What is asked: Collect every line of the records that contains the word "large". Case counts.

A data block:
⟨

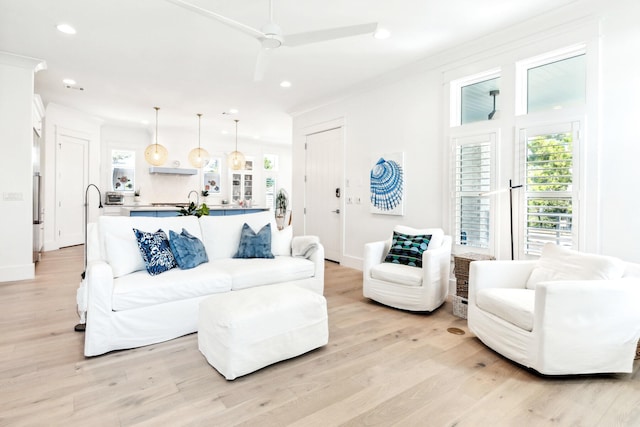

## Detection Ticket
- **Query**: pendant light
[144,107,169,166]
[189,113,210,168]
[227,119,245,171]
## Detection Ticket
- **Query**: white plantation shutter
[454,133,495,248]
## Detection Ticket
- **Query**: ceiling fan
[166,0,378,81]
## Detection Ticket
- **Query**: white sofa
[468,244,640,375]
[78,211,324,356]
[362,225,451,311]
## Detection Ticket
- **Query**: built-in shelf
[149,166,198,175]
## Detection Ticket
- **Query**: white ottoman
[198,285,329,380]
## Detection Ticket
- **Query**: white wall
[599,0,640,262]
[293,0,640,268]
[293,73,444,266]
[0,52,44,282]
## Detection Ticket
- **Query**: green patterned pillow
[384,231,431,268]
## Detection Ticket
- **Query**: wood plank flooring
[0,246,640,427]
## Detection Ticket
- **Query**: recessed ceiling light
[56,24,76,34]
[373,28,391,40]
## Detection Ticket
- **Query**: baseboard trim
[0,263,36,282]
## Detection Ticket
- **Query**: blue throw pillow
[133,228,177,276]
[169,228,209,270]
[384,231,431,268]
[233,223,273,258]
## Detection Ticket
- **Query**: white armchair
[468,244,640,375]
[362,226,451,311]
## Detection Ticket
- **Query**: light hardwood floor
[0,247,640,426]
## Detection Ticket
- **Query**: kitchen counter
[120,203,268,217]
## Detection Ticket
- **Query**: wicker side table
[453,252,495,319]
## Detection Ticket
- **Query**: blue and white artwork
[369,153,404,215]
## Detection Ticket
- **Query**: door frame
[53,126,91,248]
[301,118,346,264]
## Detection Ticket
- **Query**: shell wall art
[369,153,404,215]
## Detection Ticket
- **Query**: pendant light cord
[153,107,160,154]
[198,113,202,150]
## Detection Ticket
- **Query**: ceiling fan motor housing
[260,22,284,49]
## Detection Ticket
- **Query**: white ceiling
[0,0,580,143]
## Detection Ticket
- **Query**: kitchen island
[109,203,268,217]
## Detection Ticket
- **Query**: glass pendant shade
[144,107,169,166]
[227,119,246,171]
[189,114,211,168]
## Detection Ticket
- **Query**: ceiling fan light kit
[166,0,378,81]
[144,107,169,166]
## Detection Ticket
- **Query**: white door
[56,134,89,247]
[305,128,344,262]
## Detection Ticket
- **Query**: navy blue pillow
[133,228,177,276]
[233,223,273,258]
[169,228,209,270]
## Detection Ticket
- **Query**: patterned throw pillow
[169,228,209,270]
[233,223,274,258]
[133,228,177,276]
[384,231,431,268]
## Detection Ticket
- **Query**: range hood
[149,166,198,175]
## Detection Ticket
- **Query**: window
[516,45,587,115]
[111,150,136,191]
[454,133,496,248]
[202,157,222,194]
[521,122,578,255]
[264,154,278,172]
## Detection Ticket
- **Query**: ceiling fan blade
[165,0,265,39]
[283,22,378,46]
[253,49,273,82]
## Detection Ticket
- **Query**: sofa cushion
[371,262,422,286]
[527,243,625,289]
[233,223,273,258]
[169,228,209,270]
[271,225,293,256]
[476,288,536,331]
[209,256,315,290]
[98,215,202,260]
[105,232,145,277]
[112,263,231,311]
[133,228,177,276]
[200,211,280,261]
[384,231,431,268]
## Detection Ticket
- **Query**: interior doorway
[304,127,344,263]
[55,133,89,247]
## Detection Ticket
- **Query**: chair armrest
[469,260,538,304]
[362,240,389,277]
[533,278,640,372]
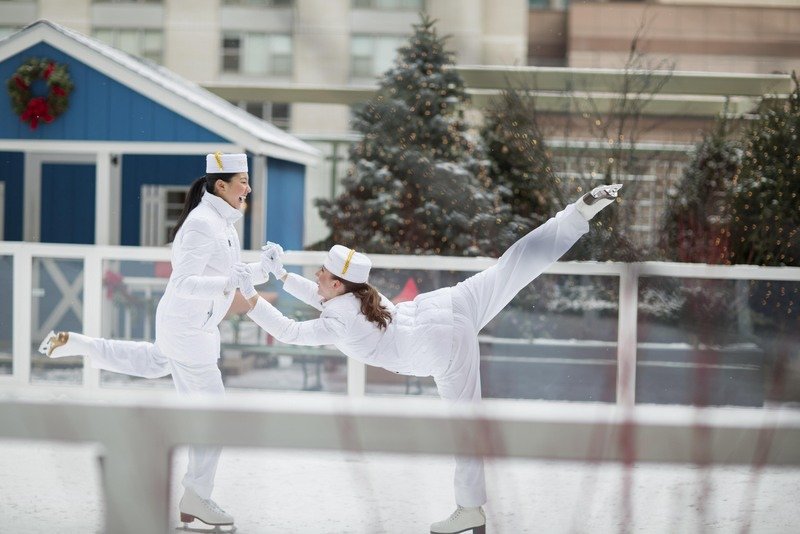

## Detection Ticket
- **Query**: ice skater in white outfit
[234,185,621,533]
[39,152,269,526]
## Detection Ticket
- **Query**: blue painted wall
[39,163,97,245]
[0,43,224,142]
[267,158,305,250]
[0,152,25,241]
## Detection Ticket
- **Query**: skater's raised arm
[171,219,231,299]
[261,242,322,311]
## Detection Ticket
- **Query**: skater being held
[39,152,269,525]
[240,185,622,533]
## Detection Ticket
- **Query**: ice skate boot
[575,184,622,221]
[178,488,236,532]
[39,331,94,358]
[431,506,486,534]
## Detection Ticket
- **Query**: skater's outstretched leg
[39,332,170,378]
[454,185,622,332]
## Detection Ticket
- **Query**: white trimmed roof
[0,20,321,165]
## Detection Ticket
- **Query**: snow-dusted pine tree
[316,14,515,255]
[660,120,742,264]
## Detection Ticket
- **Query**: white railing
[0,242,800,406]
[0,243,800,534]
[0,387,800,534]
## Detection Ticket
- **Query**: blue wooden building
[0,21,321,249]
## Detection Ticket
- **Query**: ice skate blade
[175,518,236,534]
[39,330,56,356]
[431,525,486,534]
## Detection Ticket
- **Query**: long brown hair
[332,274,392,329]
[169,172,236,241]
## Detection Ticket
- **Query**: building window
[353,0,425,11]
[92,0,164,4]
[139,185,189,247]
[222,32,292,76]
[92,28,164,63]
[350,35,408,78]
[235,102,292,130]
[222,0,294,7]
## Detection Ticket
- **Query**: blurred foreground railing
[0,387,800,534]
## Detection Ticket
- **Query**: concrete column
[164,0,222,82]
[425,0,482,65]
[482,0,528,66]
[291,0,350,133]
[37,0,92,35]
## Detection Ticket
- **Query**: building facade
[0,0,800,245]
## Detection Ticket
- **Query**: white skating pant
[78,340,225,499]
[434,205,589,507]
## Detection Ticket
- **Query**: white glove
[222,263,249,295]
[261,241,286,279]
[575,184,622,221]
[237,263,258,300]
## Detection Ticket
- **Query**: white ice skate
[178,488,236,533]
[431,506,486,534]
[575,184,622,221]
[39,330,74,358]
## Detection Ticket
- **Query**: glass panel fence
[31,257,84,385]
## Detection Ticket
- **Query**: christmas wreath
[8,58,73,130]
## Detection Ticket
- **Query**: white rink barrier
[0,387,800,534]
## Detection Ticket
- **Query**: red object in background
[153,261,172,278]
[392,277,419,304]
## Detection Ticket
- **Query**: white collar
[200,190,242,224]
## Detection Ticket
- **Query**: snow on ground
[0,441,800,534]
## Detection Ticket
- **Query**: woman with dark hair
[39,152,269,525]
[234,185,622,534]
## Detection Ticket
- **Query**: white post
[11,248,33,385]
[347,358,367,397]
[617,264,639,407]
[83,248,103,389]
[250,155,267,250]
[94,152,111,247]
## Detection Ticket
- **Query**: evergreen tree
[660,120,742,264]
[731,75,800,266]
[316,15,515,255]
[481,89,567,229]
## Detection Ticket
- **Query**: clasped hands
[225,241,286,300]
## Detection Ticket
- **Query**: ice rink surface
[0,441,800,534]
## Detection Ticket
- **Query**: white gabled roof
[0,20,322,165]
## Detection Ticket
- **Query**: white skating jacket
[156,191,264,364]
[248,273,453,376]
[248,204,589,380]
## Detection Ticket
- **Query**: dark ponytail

⟩
⟨

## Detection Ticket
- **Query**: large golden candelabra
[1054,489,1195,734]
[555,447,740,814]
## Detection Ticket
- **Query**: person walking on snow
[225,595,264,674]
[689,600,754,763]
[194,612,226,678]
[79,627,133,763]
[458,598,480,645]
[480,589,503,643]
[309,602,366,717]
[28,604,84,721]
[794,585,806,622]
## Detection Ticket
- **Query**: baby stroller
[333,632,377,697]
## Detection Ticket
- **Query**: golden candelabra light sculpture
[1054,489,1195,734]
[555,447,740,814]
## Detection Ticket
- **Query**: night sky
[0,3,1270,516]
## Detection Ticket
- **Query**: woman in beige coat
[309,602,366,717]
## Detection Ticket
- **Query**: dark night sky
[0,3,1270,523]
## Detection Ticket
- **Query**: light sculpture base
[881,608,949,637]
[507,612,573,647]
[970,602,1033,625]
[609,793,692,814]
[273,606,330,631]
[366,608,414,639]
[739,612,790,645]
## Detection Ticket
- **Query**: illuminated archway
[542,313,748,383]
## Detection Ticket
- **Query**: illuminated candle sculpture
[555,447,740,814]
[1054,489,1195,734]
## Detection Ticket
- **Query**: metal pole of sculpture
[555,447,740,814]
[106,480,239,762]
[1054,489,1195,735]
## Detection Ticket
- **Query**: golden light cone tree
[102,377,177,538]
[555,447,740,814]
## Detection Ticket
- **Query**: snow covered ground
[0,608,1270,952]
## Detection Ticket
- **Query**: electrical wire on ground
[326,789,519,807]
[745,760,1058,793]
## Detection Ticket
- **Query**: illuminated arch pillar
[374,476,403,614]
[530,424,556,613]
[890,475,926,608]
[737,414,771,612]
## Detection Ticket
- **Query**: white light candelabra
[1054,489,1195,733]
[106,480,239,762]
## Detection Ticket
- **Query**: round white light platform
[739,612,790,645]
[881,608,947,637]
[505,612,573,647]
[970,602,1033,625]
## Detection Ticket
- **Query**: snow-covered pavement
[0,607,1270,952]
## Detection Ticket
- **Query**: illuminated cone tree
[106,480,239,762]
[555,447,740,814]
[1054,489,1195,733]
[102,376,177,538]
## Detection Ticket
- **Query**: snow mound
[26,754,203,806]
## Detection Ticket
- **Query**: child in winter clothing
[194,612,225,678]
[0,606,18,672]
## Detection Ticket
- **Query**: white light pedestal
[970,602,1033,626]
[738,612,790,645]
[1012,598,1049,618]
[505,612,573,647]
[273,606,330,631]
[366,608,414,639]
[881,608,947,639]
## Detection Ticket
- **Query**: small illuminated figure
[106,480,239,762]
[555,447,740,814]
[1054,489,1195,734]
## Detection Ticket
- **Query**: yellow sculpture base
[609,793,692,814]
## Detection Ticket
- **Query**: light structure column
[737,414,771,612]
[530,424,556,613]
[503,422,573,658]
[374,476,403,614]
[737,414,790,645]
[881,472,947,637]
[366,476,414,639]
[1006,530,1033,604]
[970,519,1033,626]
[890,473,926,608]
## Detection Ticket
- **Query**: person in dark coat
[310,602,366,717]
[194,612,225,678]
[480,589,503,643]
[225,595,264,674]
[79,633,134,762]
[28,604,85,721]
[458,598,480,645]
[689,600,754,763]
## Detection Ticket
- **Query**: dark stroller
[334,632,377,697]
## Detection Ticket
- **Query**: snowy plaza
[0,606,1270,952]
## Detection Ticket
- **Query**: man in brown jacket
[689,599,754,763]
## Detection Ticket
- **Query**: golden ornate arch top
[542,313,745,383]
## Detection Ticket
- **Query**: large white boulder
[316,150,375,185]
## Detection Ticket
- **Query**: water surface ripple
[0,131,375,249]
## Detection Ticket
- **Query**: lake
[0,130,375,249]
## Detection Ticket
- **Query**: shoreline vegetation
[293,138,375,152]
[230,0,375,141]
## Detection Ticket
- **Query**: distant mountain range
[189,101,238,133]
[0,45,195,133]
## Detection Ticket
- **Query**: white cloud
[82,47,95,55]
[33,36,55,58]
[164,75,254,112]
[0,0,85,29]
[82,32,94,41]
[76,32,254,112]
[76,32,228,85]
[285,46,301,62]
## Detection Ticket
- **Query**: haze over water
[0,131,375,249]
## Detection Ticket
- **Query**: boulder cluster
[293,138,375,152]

⟩

Result for this task:
- **Query**: large golden candelabra
- **Query**: large white boulder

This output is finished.